### About this task
Check each line of the entries below for the word "corrugated", and copy the lines that have it.

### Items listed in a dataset
• • • • •
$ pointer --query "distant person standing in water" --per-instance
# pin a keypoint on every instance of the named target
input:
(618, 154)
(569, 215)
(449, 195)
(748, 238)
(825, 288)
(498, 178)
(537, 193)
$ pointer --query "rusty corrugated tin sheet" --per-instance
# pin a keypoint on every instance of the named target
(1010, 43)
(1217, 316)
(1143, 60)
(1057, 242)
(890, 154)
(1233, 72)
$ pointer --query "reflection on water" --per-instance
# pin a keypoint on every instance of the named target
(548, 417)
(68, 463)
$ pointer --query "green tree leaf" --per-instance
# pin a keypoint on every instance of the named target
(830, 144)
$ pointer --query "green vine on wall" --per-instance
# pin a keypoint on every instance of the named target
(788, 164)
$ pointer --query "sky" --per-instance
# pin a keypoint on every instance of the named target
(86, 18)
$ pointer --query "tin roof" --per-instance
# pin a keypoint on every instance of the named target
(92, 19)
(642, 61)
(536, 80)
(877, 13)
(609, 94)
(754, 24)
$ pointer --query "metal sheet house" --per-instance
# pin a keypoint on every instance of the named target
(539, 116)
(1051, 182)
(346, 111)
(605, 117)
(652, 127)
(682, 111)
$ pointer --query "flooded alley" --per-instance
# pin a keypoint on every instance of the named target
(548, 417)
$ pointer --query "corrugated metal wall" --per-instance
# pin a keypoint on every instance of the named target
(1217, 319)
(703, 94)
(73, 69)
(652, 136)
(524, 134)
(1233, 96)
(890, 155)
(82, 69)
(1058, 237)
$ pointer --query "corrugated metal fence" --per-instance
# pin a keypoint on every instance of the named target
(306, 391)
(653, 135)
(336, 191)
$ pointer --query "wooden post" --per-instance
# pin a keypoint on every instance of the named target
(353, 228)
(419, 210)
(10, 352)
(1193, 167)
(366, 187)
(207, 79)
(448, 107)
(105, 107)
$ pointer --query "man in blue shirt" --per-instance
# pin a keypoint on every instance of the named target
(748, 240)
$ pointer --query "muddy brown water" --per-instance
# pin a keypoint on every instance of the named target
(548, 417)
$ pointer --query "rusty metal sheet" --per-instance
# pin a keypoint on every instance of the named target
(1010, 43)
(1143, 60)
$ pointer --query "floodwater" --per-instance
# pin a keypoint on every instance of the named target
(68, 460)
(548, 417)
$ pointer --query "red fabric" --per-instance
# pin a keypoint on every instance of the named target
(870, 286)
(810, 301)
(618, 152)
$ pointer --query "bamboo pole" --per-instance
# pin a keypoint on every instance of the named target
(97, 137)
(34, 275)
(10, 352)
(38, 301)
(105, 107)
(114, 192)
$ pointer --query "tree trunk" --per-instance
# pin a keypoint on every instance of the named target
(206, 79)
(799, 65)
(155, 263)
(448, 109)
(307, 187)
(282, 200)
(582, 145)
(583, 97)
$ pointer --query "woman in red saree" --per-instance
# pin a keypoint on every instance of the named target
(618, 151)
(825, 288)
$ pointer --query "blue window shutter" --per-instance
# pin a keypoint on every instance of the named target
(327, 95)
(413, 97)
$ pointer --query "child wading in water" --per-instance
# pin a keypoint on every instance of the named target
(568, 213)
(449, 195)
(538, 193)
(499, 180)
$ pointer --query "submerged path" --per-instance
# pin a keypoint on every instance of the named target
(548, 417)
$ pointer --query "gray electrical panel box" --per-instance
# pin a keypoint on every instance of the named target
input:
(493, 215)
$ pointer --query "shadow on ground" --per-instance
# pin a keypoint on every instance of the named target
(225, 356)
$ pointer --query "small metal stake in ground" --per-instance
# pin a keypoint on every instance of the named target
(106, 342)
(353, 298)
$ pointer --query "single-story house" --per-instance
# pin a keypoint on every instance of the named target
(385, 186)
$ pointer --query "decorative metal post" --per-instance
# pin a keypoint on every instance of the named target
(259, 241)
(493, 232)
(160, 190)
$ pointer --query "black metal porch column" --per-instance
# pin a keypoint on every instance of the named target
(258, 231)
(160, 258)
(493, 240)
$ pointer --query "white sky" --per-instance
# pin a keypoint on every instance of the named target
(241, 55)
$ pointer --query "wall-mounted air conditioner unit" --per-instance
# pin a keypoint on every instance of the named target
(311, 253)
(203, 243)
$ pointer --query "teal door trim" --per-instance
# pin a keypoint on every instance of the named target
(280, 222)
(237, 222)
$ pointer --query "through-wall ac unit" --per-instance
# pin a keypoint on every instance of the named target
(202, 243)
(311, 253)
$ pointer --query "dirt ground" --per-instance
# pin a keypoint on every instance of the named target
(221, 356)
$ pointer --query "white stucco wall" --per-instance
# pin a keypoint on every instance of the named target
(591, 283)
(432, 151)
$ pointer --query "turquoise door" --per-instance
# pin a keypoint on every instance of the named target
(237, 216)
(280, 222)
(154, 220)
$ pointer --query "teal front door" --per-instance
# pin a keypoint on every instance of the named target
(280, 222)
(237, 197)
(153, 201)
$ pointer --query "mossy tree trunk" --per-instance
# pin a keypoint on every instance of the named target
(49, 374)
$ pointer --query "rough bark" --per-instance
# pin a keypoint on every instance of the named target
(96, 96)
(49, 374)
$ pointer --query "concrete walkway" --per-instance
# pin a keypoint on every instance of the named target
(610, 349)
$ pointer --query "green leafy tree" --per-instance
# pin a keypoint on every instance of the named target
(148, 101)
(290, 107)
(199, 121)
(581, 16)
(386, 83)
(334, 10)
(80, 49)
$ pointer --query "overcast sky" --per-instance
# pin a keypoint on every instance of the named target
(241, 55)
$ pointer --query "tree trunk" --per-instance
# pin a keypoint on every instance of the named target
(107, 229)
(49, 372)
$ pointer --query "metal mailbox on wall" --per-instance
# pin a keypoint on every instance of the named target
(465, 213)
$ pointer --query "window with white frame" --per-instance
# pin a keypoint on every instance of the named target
• • • • •
### Exercise solution
$ pointer --query "rusty corrugated tin sheet" --per-instance
$ pointer --query "corrugated metal wall" --per-instance
$ pointer --query "corrugated metal fence" --per-instance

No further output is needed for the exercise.